[Encargo 1]
Devuelve sin cambiar nada el pasaje del texto sobre Antal Fekete que va de "Antal Fekete como" a "la teoría monetaria.".
[Encargo 2]
Retoma el texto sobre Antal Fekete y la teoría monetaria y sigue escribiéndolo a partir de su última frase.

[Fragmento del texto]
((

Antal Fekete como economista monetario

Los días 29, 30 y 31 de marzo, el Instituto Juan de Mariana organiza un seminario intensivo con Antal Fekete a propósito de la liquidez, el dinero y el crédito circulante. Valga este texto como pequeño homenaje y breve resumen de sus enormes contribuciones a la teoría monetaria.
La Escuela Austriaca de Economía nace con Carl Menger, probablemente el economista más revolucionario del s. XIX gracias a sus avances en el campo de la teoría de la utilidad, de los órdenes espontáneos, del papel del tiempo y de la incertidumbre dentro de los planes de acción y, cómo no, de lo que cabe considerar el fundamento del análisis monetario moderno: el concepto de liquidez. Tal como la describió el economista austriaco, la liquidez se materializa en un spread muy estrecho entre el precio de compra y el precio de venta de un producto, si bien tiene un significado más hondo que liga perfectamente con el concepto de utilidad marginal que alumbró Menger: liquidez es una utilidad marginal que desciende muy lentamente ante incrementos en la cantidad disponible de un bien o, por decirlo de un modo más sencillo, estabilidad de valor.

))

[Registros]
((

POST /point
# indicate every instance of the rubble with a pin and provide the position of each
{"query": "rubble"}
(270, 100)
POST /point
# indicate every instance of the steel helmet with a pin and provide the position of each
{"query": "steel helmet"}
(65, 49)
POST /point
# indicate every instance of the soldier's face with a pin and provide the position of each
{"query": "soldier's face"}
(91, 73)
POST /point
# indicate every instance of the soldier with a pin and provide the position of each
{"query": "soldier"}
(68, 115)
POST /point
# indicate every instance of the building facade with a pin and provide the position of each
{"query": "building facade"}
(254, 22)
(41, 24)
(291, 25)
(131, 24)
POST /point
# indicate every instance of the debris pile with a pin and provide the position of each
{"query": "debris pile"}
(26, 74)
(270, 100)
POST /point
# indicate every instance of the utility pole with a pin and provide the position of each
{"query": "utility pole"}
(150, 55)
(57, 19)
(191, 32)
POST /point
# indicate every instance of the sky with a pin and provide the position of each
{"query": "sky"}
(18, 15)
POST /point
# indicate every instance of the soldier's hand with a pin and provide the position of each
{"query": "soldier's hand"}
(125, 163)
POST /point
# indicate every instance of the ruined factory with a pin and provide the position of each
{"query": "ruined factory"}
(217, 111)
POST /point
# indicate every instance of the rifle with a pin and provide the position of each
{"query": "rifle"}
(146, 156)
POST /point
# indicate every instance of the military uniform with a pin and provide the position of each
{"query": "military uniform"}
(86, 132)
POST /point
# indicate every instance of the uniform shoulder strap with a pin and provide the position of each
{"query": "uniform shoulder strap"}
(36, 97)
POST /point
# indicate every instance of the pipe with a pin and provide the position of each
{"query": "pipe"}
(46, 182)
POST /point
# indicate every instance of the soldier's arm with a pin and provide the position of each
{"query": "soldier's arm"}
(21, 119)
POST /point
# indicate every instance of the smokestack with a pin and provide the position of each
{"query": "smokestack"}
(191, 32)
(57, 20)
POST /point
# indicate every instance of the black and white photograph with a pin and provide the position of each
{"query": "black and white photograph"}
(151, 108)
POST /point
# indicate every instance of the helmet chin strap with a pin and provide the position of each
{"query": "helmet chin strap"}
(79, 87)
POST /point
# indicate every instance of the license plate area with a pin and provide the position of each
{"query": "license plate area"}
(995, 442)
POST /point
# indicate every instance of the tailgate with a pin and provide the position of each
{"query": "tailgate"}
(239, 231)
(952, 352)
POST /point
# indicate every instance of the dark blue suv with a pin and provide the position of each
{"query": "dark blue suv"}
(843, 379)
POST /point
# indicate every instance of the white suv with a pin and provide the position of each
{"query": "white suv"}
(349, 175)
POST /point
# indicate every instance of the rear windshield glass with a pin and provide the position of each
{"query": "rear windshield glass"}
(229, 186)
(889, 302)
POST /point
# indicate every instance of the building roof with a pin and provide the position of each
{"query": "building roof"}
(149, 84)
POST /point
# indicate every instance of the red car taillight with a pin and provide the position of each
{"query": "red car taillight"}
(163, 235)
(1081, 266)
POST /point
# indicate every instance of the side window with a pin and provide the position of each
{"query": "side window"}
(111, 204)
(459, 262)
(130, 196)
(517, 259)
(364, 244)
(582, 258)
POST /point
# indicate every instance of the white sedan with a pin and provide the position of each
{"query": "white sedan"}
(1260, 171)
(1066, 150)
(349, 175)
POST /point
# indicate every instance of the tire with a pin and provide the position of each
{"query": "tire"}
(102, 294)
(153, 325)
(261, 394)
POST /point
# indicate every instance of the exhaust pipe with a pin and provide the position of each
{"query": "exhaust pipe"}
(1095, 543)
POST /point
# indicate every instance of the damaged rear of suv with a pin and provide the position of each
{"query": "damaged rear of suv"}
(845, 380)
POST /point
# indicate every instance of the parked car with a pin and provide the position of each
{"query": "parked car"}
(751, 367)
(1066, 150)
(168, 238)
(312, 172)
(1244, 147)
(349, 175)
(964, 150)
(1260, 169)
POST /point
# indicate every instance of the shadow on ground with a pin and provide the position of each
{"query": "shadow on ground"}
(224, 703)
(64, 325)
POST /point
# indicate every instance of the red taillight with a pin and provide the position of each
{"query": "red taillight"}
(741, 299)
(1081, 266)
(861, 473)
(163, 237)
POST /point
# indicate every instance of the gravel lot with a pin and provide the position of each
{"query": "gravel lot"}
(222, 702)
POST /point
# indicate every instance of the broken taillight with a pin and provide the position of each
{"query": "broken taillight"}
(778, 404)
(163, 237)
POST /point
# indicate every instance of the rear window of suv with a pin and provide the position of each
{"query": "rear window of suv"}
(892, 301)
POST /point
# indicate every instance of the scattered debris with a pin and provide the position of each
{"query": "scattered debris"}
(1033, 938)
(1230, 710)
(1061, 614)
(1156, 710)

))

[Respuesta 1]
Antal Fekete como economista monetario

Los días 29, 30 y 31 de marzo, el Instituto Juan de Mariana organiza un seminario intensivo con Antal Fekete a propósito de la liquidez, el dinero y el crédito circulante. Valga este texto como pequeño homenaje y breve resumen de sus enormes contribuciones a la teoría monetaria.

[Respuesta 2]
Obviamente, por muy genial que quepa considerar al economista austriaco, sus ideas no nacieron de la nada, sino que brotaron de diversas tradiciones de pensamiento entre las que cabe incluir la escolástica continental, la ilustración escocesa o la primera Escuela Histórica alemana. Y, a su vez, las ideas de Menger influyeron sobre otros economistas extraordinarios (como Eugen Böhm Bawerk, Ludwig von Mises, Friedrich Hayek, Murray Rothbard…), quienes, a su vez, recibieron influencias distintas a las propiamente mengerianas.
En el terreno de la teoría monetaria, la corriente mayoritaria dentro de la Escuela Austriaca de Economía –la representada por Ludwig von Mises– fue influida de un modo muy intenso por las ideas de David Hume, David Ricardo y la Escuela Monetaria inglesa: a saber, fue influida por ideas que no parten de Menger, que no guardan vinculación con los desarrollos teóricos de este último, que, en consecuencia, no cabe tildarlas de necesariamente austriaca o proto-austriacas y que, en todo caso, han de ser sometidas a un serio escrutinio dentro de los propios principios subjetivistas de la Escuela Austriaca. A mi juicio, el error más importante de esta tradición es su continuada confusión entre dinero y crédito circulante, algo que les ha permitido olvidarse de desarrollar una teoría del crédito circulante creyendo que ésta quedaba subsumida dentro de la teoría del dinero.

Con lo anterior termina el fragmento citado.